Landlords in New York generally include some language in tenant agreements that addresses the issue of pets. This language can be general or very specific. There are legal precedents, though, for a landlord being forced to waive a no-pets policy: namely, if a tenant has a service or support animal.
Still, court rulings in landlord-tenant disputes depend on details and proof, as was the case last month in a pet dispute in New York City Housing Court.
In some cases, a tenant without a proven physical disability can keep a pet, despite a no-pet policy, if the animal helps with maintaining the tenant’s emotional health. That was the argument offered by a New York woman who had been served an eviction notice because of her pit bull.
However, the housing court judge ruled in favor of the landlord because the woman received her depression diagnosis after the landlord took legal action to evict her, and the woman had owned the dog for only about three months.
For contrast, consider another case involving a tenant who said her dog — also a pit bull — was needed for therapy reasons. In that case, the dog had actually bitten another tenant, but the New York Supreme Court decided that the tenant could keep her pet because the tenant was able to demonstrate that the animal was needed for therapy.
Clearly, pet-related disputes can vary in outcomes, depending on the tenant agreement and which party can prove what. Tenants and landlords alike will want to be aware of the available legal strategies for resolving such a dispute.

(Using the information):
1 - In the article on New York pet disputes, what two reasons led the housing court judge to rule in favor of the landlord?
2 - For each statement, answer yes or no depending on whether it agrees with the article on New York pet disputes, and quote the deciding words. (a) In the case decided by the New York Supreme Court, the dog had bitten another tenant. (b) The first pit bull case was decided by the New York Supreme Court. (c) A tenant must have a proven physical disability to keep a pet under a no-pet policy.
These records come from a different source than the article on New York pet disputes.

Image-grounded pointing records
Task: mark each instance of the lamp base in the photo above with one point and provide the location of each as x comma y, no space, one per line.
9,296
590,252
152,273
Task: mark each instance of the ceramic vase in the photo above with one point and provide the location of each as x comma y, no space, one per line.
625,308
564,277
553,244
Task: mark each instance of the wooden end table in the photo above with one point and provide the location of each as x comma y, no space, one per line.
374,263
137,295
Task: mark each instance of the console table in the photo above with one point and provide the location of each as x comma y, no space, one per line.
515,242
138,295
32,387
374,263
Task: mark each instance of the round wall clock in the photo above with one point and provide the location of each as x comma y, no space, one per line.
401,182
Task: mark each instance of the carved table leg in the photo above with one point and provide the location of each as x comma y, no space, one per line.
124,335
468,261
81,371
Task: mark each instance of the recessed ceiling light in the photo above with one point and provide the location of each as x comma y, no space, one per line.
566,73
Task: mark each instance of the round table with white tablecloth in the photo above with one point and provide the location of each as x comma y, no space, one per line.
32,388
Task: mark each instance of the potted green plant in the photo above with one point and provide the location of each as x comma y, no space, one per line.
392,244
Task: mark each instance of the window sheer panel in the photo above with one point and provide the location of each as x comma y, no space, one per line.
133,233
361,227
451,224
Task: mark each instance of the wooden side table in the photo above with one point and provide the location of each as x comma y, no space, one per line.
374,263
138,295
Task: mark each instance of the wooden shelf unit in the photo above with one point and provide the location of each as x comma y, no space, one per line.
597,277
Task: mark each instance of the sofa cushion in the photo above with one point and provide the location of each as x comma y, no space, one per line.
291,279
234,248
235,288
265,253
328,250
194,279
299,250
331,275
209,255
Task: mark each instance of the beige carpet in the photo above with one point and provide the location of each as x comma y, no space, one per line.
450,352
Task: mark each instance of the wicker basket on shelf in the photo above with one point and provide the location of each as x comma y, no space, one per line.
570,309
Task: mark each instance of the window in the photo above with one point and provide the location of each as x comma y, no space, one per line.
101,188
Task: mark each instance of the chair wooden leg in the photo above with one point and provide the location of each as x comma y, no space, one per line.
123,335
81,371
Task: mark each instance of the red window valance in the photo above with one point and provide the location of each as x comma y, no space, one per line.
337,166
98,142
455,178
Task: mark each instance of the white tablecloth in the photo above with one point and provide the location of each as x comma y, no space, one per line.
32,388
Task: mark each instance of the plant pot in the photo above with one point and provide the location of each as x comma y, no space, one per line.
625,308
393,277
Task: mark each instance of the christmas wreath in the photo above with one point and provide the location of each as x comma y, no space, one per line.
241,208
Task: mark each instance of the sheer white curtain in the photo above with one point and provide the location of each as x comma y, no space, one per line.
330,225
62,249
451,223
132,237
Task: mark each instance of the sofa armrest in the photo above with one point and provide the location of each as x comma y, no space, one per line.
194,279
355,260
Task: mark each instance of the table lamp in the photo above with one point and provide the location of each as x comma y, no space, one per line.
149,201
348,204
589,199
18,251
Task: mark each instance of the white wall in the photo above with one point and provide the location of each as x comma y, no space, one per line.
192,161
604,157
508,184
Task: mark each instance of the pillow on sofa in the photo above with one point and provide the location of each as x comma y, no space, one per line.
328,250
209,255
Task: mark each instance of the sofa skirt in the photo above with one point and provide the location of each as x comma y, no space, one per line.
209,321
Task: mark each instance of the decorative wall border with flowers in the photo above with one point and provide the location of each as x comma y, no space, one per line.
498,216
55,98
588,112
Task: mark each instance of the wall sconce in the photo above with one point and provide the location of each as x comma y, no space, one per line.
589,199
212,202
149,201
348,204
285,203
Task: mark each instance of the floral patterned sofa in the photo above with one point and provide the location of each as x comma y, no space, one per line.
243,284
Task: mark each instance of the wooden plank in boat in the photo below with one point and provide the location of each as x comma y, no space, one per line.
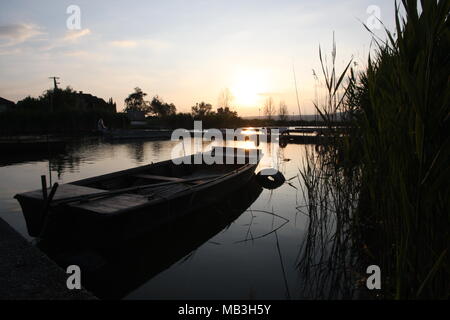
112,204
155,177
64,191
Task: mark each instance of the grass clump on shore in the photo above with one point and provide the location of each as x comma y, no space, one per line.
398,153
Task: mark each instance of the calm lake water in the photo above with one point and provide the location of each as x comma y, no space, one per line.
239,257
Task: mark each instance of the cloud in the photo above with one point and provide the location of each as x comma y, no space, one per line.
270,94
13,34
146,43
124,44
74,35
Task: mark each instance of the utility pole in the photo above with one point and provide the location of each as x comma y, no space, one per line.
55,82
296,92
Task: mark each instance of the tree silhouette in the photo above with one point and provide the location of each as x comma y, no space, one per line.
225,99
283,111
201,110
135,101
269,108
161,109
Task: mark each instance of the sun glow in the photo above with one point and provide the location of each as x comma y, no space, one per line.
248,86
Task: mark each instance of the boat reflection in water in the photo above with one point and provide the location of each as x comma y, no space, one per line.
113,272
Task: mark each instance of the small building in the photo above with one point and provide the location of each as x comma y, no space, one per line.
136,115
6,104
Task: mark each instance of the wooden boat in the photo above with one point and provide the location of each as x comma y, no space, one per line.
140,259
128,203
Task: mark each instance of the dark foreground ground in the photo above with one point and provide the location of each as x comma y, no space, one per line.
27,273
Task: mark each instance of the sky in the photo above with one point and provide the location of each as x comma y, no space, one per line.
183,51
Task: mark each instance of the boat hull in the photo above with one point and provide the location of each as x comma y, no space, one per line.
70,224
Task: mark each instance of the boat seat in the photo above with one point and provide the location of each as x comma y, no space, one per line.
161,178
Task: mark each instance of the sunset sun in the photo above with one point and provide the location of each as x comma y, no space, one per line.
248,86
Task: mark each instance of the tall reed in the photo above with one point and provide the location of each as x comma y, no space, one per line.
397,152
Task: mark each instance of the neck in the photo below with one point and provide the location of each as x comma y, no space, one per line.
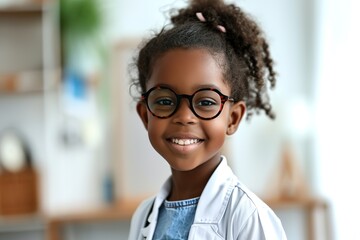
190,184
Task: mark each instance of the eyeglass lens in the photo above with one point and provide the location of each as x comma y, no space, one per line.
163,102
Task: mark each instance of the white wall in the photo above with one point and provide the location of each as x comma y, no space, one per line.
337,106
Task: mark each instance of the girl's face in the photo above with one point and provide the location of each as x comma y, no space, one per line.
183,139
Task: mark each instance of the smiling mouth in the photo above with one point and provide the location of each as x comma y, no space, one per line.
185,142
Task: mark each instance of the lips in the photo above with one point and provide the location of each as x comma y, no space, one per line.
186,141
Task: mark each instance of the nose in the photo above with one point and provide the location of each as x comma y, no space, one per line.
184,115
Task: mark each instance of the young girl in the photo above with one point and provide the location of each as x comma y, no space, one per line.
197,80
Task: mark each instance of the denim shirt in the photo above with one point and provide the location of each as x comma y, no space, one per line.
175,219
227,210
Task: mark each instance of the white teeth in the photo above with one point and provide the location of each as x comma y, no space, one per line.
185,142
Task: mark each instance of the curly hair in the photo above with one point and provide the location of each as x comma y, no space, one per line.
242,51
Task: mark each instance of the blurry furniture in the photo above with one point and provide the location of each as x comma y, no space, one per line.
122,210
28,71
290,191
311,206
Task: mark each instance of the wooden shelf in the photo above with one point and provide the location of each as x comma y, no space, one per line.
33,9
17,223
122,210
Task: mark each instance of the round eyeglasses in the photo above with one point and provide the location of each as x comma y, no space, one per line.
205,103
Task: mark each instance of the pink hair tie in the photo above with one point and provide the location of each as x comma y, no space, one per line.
201,17
221,28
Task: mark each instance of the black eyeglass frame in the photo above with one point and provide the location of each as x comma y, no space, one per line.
224,98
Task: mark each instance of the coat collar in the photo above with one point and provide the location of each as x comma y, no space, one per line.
212,203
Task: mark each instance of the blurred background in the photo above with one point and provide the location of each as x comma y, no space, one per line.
74,157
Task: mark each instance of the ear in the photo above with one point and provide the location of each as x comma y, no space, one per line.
237,111
142,111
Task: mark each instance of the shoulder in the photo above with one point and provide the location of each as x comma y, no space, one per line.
251,216
139,217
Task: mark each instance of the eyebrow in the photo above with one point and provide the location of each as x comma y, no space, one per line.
212,86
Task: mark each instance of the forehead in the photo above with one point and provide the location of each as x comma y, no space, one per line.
187,70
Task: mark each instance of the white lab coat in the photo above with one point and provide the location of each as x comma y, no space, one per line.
226,210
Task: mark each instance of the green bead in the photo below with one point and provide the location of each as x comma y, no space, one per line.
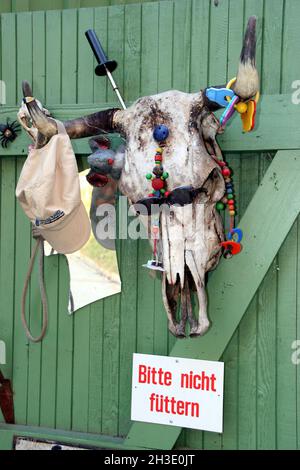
220,206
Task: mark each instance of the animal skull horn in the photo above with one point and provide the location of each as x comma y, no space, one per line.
189,236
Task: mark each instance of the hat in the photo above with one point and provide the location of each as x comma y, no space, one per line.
49,193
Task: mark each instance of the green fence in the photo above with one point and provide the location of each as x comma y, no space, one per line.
79,378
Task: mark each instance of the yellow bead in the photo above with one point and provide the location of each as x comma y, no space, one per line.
241,107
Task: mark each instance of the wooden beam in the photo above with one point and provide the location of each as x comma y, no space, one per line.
8,432
265,225
277,127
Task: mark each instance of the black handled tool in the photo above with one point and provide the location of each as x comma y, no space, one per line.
105,66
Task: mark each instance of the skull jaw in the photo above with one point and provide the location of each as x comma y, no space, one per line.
186,261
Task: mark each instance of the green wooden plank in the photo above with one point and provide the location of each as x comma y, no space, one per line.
20,5
20,342
129,248
115,47
165,46
95,367
5,6
217,66
298,337
101,25
38,59
46,4
7,433
53,57
49,346
25,70
272,46
110,393
266,361
69,57
80,397
164,82
111,330
278,213
7,225
266,317
247,379
218,37
229,438
65,324
286,392
286,398
7,271
145,286
71,3
9,57
270,134
149,53
181,45
199,45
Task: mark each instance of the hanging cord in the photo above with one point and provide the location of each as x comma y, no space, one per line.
39,245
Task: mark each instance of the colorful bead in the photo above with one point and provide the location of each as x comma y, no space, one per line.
226,171
220,206
241,107
161,133
157,184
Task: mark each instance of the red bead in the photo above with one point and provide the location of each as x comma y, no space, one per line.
226,171
157,184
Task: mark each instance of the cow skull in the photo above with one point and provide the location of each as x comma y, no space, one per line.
190,235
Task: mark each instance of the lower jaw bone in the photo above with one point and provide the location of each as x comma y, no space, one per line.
190,236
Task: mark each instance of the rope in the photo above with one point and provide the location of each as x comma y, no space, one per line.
39,245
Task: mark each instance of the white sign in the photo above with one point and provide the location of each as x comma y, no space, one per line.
178,392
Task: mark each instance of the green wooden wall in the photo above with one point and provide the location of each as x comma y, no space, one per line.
35,5
79,377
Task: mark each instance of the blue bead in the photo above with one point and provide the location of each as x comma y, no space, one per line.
161,133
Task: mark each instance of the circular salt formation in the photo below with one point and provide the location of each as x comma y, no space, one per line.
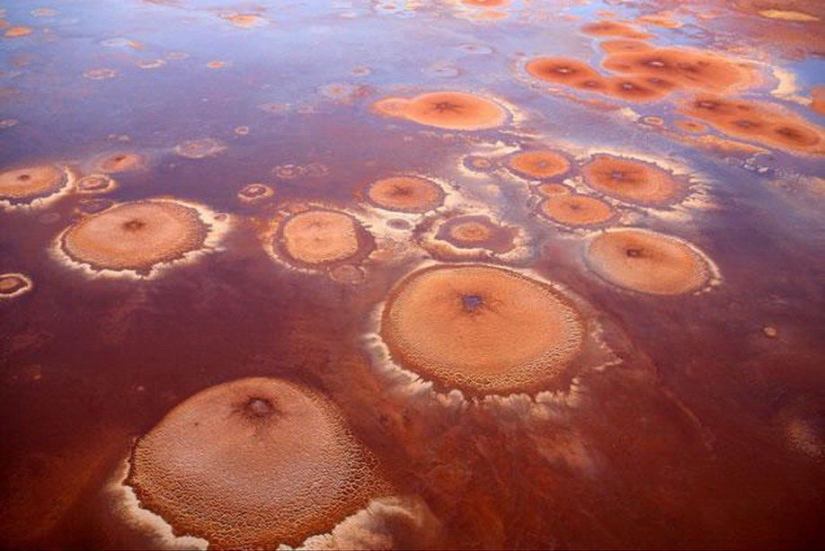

(Answers given):
1 - The woman received her depression diagnosis after the landlord took legal action to evict her, and she had owned the dog for only about three months.

2 -
(a) Yes: "the dog had actually bitten another tenant"
(b) No: "the housing court judge ruled in favor of the landlord"
(c) No: "a tenant without a proven physical disability can keep a pet, despite a no-pet policy"